* BEGIN DATA SHOWN *

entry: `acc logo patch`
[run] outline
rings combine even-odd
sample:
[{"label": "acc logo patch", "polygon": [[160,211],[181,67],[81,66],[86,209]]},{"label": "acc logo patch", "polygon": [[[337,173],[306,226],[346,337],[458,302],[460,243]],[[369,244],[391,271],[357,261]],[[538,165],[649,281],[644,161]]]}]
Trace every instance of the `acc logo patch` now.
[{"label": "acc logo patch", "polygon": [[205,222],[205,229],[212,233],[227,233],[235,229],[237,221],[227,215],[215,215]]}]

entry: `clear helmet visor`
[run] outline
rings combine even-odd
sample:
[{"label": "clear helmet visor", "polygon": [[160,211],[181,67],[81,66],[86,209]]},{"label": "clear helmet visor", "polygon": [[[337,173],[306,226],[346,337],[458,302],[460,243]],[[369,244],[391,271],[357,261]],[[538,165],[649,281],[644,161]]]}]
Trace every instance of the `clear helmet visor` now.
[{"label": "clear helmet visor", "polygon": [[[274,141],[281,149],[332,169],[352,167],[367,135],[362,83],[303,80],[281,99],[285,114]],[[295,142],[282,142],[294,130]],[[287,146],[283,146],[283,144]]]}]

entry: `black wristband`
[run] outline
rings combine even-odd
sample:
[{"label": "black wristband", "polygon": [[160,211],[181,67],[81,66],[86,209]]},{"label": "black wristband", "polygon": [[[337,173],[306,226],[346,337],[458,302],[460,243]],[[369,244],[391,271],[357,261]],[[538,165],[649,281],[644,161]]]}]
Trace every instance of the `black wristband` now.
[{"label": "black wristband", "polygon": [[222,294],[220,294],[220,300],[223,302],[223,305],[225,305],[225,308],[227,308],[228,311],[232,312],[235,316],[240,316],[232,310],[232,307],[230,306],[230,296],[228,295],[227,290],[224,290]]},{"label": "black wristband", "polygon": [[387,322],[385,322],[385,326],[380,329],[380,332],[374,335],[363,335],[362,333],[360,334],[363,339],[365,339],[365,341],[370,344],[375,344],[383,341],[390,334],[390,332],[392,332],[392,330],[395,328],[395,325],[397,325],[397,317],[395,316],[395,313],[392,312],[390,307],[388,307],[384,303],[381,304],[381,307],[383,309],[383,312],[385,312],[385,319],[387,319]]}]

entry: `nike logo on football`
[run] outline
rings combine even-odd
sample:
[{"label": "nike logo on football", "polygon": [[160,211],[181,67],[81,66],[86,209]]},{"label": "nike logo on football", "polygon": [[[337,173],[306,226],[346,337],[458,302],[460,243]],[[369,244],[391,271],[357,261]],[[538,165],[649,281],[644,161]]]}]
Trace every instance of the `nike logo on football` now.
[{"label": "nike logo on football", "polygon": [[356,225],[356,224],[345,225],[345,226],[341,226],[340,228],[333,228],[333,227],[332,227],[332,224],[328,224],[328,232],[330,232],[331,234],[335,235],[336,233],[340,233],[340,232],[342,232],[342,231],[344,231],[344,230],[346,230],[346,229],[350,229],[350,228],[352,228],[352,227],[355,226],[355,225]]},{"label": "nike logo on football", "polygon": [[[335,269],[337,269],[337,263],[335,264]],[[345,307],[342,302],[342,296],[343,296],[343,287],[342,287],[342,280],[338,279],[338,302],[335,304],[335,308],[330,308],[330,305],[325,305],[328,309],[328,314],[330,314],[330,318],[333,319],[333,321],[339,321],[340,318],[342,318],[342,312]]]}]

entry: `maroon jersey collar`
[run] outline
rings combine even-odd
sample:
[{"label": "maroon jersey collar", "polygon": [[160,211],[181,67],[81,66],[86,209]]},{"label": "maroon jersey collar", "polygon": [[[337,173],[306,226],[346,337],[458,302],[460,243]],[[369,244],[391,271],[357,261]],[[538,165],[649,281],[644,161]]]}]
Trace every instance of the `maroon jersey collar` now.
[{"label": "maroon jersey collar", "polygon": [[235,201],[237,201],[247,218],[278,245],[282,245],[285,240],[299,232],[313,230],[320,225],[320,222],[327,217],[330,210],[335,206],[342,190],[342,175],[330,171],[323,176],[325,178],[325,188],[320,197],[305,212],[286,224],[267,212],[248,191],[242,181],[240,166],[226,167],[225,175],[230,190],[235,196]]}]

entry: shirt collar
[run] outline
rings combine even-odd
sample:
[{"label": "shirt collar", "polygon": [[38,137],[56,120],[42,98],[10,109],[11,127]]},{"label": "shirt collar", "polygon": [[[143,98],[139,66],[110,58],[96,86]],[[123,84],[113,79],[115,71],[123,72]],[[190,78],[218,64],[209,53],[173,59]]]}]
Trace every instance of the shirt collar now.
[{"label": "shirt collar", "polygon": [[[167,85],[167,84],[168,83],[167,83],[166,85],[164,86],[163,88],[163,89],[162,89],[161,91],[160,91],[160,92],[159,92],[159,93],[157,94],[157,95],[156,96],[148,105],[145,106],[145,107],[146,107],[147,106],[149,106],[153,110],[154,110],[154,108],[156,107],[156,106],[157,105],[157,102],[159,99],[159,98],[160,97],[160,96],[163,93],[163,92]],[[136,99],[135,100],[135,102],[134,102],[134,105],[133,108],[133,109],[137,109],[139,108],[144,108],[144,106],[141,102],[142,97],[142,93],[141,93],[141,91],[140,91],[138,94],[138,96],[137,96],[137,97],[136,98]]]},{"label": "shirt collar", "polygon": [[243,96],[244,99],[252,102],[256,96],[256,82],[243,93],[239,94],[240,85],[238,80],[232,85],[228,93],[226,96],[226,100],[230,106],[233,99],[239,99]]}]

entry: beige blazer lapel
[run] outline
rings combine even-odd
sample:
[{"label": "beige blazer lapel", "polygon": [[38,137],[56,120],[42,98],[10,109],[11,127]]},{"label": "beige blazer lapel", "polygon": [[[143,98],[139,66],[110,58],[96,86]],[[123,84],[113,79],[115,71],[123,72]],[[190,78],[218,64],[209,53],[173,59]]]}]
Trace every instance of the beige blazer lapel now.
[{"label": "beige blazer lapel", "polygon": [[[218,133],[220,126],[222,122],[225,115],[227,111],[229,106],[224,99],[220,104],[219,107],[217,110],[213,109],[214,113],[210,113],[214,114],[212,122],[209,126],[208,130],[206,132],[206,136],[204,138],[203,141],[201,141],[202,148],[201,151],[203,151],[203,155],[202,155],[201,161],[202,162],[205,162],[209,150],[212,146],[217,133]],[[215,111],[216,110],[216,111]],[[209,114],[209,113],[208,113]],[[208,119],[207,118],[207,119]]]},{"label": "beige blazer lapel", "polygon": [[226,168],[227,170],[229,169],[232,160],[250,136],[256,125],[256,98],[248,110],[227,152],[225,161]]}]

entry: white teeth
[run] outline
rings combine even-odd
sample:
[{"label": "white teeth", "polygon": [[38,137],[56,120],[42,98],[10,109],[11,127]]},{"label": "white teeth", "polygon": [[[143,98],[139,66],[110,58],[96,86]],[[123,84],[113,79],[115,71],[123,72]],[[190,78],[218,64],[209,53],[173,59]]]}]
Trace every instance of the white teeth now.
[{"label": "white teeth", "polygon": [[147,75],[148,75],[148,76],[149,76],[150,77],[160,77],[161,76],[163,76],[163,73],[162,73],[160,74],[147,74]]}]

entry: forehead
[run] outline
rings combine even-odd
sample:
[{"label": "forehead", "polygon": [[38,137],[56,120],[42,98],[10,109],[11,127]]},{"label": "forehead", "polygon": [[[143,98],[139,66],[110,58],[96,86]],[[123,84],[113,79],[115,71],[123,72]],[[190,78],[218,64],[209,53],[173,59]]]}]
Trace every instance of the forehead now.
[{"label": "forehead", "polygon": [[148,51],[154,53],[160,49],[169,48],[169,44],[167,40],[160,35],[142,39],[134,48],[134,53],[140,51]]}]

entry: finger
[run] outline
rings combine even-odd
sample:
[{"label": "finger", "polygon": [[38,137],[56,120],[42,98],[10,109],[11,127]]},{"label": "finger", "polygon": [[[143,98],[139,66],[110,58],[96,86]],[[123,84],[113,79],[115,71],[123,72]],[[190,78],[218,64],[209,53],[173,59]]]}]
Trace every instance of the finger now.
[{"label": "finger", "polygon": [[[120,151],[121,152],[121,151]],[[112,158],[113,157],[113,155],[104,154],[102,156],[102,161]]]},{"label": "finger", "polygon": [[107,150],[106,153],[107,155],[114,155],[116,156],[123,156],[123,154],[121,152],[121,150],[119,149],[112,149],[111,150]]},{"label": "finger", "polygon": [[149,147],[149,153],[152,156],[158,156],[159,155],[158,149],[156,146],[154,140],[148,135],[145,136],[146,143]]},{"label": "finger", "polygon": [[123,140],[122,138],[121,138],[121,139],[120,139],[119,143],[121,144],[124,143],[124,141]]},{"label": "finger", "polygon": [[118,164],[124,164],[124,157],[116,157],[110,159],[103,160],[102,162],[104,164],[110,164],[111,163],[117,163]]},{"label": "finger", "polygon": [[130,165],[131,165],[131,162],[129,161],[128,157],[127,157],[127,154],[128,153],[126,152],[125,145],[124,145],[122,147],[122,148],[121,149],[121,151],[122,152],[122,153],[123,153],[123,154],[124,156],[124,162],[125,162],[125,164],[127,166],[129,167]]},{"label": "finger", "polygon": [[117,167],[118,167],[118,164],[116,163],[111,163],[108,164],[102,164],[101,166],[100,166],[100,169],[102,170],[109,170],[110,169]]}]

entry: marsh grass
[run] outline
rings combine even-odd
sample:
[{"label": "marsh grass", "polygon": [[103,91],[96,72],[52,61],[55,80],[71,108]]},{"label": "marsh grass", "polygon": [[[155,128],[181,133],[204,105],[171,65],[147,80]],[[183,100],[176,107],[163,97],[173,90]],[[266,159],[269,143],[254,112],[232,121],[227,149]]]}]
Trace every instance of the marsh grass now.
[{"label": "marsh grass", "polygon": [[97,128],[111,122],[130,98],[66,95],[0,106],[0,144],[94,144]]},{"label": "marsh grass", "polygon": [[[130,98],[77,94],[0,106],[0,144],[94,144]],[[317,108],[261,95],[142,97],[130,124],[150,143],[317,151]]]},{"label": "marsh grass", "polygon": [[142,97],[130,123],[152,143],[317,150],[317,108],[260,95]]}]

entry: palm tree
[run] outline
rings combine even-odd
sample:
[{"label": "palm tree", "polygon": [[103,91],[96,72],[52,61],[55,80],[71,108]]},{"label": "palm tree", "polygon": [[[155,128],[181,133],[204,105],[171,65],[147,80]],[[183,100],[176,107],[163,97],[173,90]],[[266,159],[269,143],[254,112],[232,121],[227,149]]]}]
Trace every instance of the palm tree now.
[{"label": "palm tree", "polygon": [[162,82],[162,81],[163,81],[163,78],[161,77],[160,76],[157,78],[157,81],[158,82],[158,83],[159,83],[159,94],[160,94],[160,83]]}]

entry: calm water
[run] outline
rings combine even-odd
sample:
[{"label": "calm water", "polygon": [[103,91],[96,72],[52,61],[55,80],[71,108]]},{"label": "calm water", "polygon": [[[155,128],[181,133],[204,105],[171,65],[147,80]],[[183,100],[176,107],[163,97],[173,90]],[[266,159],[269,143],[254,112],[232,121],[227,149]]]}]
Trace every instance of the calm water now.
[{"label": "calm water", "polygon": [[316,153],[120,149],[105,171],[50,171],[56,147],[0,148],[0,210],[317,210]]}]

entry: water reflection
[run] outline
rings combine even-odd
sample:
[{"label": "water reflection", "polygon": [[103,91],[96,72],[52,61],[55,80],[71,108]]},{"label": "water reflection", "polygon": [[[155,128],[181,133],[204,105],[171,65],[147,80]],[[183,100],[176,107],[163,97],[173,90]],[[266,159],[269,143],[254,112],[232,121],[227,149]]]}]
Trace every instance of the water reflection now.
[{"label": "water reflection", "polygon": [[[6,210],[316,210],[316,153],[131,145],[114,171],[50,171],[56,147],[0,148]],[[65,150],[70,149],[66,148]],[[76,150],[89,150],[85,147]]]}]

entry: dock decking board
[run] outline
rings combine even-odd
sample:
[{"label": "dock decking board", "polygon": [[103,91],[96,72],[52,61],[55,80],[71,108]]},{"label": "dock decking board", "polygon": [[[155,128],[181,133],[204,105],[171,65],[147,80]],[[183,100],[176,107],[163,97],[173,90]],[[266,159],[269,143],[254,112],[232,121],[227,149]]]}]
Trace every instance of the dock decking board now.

* END DATA SHOWN *

Convert the stretch from the line containing "entry: calm water" through the line containing "Trace every instance of the calm water now.", both ends included, into a Markdown table with the columns No. and Line. Number each line in order and skip any blank lines.

SOLUTION TO THIS EXERCISE:
| No. | Line |
|---|---|
| 1 | entry: calm water |
| 2 | [run] outline |
| 3 | rings combine even-odd |
| 4 | sample: |
| 5 | [{"label": "calm water", "polygon": [[103,91],[96,72],[52,61],[55,80],[71,108]]},{"label": "calm water", "polygon": [[[155,128],[181,133],[204,105],[171,65],[147,80]],[[183,100],[176,107],[163,97],[173,90]],[[266,159],[269,143],[254,112],[232,121],[227,149]]]}] |
| 6 | Trace every instance of the calm water now. |